■ **TASK ITEM**: Reproduce the stretch of the Stanley Cup homecoming article from "David English’s Aurora" through "for successful athletes.", and substitute "Mike Kitchen" for each "Kitchen".

Kitchen hosts Stanley Cup homecoming

July 24, 2013   ·   0 Comments

By Jeff Doner

It has been a while since Stanley Cup champion Mike Kitchen has played hockey in Schomberg, but friends, family and fans made sure to give him the proper greeting when he came back carrying the Stanley Cup last weekend.

David English's Aurora family helped bring Kitchen and the Cup to Southlake's Pediatric unit on Sunday afternoon.

David English’s Aurora family helped bring Kitchen and the Cup to Southlake’s Pediatric unit on Sunday afternoon.

Roughly a month after the Chicago Blackhawks shocking game six win over the Boston Bruins, Kitchen said deciding what to do with his day with the Cup was an easy decision.

“It’s going to be really special going back there,” he said prior to Sunday’s event at the Trisan Centre. “I’m glad we could take the cup there. It was one thing that was really important to mebecause I have a lot of fond memories of minor hockey in Schomberg. That’s where it all started.”
Kitchen wrapped up the day taking the cup to meet kids in the pediatric ward of Southlake Regional Health Centre, along with longtime friends, Aurora’s English family, who have dedicated a children’s playroom in memory of their son David.

Kitchen is now part of what is becoming somewhat of a hotbed for successful athletes.

■ **GIVEN INFORMATION**:
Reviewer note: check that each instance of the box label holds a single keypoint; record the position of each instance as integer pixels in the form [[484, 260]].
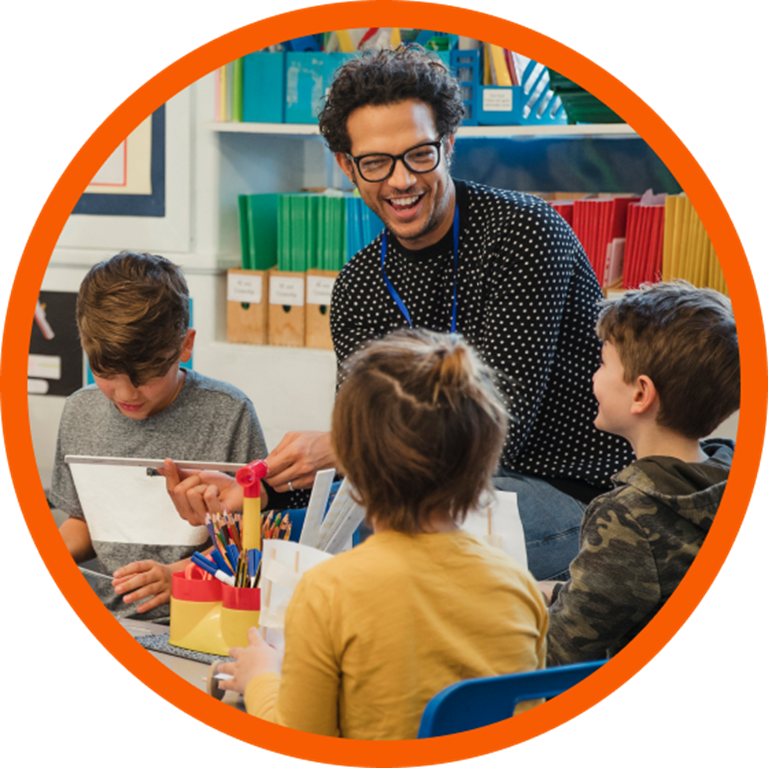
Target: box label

■ **FINISHED EXERCISE**:
David English’s Aurora family helped bring Mike Kitchen and the Cup to Southlake’s Pediatric unit on Sunday afternoon.

Roughly a month after the Chicago Blackhawks shocking game six win over the Boston Bruins, Mike Kitchen said deciding what to do with his day with the Cup was an easy decision.

“It’s going to be really special going back there,” he said prior to Sunday’s event at the Trisan Centre. “I’m glad we could take the cup there. It was one thing that was really important to mebecause I have a lot of fond memories of minor hockey in Schomberg. That’s where it all started.”
Mike Kitchen wrapped up the day taking the cup to meet kids in the pediatric ward of Southlake Regional Health Centre, along with longtime friends, Aurora’s English family, who have dedicated a children’s playroom in memory of their son David.

Mike Kitchen is now part of what is becoming somewhat of a hotbed for successful athletes.